### Records for processing
──────

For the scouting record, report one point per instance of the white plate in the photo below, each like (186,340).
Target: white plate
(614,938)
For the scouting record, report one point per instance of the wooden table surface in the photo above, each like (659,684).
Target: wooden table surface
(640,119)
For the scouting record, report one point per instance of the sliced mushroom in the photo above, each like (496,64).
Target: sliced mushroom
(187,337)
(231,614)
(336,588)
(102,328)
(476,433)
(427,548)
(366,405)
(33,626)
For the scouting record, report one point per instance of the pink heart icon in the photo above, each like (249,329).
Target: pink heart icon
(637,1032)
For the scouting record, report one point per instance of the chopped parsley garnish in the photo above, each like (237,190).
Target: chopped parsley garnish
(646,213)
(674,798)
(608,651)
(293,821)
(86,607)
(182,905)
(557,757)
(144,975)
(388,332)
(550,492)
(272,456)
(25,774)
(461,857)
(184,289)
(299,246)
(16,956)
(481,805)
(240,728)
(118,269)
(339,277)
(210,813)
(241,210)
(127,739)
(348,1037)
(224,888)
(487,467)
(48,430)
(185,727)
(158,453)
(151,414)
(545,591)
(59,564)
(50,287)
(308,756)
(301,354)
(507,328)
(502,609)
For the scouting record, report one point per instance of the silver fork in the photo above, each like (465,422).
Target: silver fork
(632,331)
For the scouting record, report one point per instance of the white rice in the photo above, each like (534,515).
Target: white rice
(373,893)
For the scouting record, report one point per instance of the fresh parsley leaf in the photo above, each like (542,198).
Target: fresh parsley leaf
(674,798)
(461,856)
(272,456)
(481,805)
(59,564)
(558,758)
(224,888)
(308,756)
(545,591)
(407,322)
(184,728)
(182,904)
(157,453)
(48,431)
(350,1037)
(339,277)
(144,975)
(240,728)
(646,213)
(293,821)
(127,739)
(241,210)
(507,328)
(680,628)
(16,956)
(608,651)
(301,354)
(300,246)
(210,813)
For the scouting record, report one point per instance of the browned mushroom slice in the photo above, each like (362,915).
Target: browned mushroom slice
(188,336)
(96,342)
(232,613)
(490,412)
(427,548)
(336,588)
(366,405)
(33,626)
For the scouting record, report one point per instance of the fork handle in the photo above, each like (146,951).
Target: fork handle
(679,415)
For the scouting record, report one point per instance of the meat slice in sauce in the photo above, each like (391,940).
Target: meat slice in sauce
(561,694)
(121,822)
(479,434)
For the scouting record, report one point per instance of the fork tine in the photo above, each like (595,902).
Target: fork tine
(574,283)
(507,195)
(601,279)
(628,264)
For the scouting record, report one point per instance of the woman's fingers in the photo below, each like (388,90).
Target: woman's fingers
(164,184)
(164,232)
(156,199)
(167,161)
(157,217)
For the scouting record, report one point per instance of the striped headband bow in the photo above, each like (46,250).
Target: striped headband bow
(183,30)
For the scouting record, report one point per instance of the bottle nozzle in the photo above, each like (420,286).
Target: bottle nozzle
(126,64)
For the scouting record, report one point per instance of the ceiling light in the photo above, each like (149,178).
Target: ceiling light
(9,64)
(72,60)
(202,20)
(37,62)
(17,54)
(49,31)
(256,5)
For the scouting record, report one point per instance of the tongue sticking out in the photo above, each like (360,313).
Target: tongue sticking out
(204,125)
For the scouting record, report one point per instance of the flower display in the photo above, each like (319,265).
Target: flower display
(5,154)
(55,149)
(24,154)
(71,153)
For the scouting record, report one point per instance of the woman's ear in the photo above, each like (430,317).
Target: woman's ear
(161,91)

──────

### What you need to do
Can you copy out everything from the line containing "each like (360,313).", that line included, down to the last line of the material, without changing anything?

### The output
For the scouting record, report one point per instance of the tongue sticking out in the photo above, each like (360,313).
Target: tongue sticking out
(204,125)
For the scouting record, report one point per instance of the flower display in the photo above, each like (319,265).
Target: flower display
(5,154)
(55,149)
(24,154)
(71,153)
For the scouting record, report one point per instance of the woman's ear in the photo above, each like (430,317).
Target: woman's ear
(161,91)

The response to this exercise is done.